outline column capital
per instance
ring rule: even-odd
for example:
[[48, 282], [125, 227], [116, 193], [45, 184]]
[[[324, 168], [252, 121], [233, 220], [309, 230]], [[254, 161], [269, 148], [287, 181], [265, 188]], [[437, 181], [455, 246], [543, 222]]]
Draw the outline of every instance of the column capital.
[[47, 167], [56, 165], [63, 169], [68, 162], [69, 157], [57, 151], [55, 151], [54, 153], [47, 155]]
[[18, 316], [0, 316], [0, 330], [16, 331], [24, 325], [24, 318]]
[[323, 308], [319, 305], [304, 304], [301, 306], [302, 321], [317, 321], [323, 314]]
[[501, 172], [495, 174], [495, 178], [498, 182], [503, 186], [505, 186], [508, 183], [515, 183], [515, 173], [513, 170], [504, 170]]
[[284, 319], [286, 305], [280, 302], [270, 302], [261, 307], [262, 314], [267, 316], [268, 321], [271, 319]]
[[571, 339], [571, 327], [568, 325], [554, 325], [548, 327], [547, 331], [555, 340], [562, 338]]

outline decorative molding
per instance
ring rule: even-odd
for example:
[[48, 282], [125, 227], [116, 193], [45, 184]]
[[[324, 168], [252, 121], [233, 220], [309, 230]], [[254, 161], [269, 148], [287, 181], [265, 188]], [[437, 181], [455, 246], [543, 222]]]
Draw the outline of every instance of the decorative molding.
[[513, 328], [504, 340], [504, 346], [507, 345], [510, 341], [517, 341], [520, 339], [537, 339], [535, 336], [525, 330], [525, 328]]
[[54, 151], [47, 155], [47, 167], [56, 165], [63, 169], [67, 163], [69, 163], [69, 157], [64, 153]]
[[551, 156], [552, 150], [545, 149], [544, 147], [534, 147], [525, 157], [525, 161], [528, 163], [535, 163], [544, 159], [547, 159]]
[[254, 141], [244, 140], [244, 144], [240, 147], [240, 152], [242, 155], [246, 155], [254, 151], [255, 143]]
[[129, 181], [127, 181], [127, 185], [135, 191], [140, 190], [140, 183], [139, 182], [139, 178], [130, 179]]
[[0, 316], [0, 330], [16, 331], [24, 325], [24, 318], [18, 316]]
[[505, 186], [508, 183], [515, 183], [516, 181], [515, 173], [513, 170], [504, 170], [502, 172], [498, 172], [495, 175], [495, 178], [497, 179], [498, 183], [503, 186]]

###

Reproduce every one of the records above line for line, without altering anything.

outline column capital
per instance
ring rule: even-odd
for example:
[[48, 282], [125, 227], [116, 193], [45, 184]]
[[[324, 168], [252, 121], [233, 220], [309, 230]], [[254, 161], [269, 148], [287, 181], [265, 188]], [[437, 181], [455, 246], [543, 222]]]
Draw the outline of every instance of the column capital.
[[47, 167], [56, 165], [63, 169], [68, 162], [69, 157], [57, 151], [55, 151], [54, 153], [47, 155]]
[[18, 316], [0, 316], [0, 330], [16, 331], [24, 325], [24, 318]]
[[323, 308], [319, 305], [304, 304], [301, 306], [302, 321], [317, 321], [323, 314]]
[[501, 172], [495, 174], [495, 178], [498, 182], [503, 186], [505, 186], [508, 183], [515, 183], [515, 173], [513, 170], [504, 170]]
[[284, 319], [286, 305], [280, 302], [270, 302], [261, 307], [262, 314], [267, 316], [268, 321], [271, 319]]
[[571, 339], [571, 327], [568, 325], [554, 325], [548, 327], [547, 331], [555, 340], [562, 338]]

outline decorative molding
per instance
ring rule: even-odd
for example:
[[48, 282], [125, 227], [116, 193], [45, 184]]
[[[324, 168], [252, 121], [233, 220], [309, 230]], [[254, 161], [269, 148], [287, 181], [265, 188]], [[437, 181], [455, 246], [543, 222]]]
Draw the outline of every instance of the decorative molding.
[[513, 328], [504, 340], [504, 346], [507, 345], [510, 341], [517, 341], [520, 339], [537, 339], [535, 336], [525, 330], [525, 328]]
[[54, 151], [47, 155], [47, 167], [56, 165], [63, 169], [67, 163], [69, 163], [69, 157], [64, 153]]
[[551, 156], [552, 150], [545, 149], [544, 147], [534, 147], [525, 157], [525, 161], [528, 163], [535, 163], [544, 159], [547, 159]]
[[254, 141], [244, 140], [244, 144], [240, 147], [240, 152], [242, 155], [246, 155], [254, 151], [255, 143]]
[[129, 181], [127, 181], [127, 185], [135, 191], [140, 190], [140, 183], [139, 182], [139, 178], [130, 179]]
[[0, 316], [0, 330], [16, 331], [24, 325], [24, 318], [18, 316]]
[[505, 186], [508, 183], [515, 183], [516, 181], [515, 173], [513, 170], [504, 170], [502, 172], [498, 172], [495, 175], [495, 178], [497, 179], [498, 183], [503, 186]]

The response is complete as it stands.